▶ _Document passage_:
===

You mentioned that the property bubble is deflating right now. Do you feel that there’s a greater likelihood than there was in the past of there being a hard landing or some sort of economic crisis?
We see current circumstances as a slow-moving financial crisis. I do think “crisis” is a reasonable description today. Activity is down so much more than policymakers intended, and they have not been able to alter that. This is not under their control. The sectors that are slowing are central to the economy as we’ve known it.
The probability of a hard landing is higher now than in the past. Beijing used to be able to smooth over contractions, provided it was willing to expose itself to even more debt risk in the future. Current conditions can probably be described as a hard landing. We have essentially 0% growth this year, which is unknown in the Chinese context. Should we be concerned that it might not land at all, but it might be a crash, followed by a lost decade or something like that? I think those are possibilities, and they’re being considered. Are there things that Beijing can do that would stabilize the outlook? Yes, there are, although I don’t think you can both stabilize the outlook and have a rebound in 2023 at the same time. They’re going to have to accept a couple fallow years in order to get things back on track. And they’d have to accept political reforms which to date have been a bridge too far.

===

▶ _Exercise details_: Please summarize the interview excerpt on the property bubble and a possible hard landing in two sentences.

===

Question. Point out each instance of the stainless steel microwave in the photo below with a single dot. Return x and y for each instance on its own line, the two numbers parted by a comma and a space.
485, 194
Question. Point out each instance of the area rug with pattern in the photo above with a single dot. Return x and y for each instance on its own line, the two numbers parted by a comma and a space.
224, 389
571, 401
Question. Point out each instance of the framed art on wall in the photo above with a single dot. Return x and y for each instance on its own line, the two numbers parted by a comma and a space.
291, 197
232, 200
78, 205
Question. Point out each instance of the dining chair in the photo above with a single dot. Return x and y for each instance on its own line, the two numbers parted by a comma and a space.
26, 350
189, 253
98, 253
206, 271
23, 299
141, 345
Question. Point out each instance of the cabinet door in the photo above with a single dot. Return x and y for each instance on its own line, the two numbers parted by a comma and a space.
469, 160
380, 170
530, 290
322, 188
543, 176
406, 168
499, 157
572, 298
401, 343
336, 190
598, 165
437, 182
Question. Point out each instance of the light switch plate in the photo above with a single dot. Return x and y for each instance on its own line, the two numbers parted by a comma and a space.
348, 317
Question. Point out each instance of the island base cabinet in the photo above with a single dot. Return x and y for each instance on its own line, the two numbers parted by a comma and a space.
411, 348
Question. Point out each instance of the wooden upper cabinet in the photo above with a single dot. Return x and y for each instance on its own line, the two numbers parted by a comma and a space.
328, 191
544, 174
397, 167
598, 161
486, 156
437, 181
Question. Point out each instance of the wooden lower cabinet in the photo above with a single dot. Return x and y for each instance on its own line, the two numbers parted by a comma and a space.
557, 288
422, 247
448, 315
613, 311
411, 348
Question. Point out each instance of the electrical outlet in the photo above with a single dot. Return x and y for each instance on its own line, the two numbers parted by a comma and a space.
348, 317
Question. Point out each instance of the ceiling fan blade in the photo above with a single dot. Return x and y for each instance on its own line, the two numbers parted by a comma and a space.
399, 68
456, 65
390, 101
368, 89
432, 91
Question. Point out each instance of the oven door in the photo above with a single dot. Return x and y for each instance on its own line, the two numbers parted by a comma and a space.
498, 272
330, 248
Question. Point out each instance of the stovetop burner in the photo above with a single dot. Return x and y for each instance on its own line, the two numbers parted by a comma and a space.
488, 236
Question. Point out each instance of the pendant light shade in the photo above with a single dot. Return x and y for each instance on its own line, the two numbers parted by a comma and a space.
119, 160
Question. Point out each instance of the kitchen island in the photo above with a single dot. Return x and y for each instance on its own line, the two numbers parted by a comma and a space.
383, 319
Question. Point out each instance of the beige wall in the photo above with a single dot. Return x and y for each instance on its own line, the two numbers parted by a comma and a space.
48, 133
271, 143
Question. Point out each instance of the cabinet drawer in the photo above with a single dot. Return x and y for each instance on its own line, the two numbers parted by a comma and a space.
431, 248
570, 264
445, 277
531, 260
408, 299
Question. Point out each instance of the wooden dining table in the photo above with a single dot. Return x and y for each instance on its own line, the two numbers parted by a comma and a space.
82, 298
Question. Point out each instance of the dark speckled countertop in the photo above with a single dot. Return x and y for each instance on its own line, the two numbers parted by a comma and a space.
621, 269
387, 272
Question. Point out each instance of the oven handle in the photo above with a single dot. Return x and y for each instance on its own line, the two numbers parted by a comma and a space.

===

▶ _Response below_: The speaker calls current circumstances a slow-moving financial crisis, with activity down far more than policymakers intended and outside their control, and says a hard landing is more likely than in the past and probably already describes conditions, given essentially 0% growth this year. Beijing could stabilize the outlook, though not together with a rebound in 2023, and would have to accept a couple of fallow years and political reforms that have so far been a bridge too far.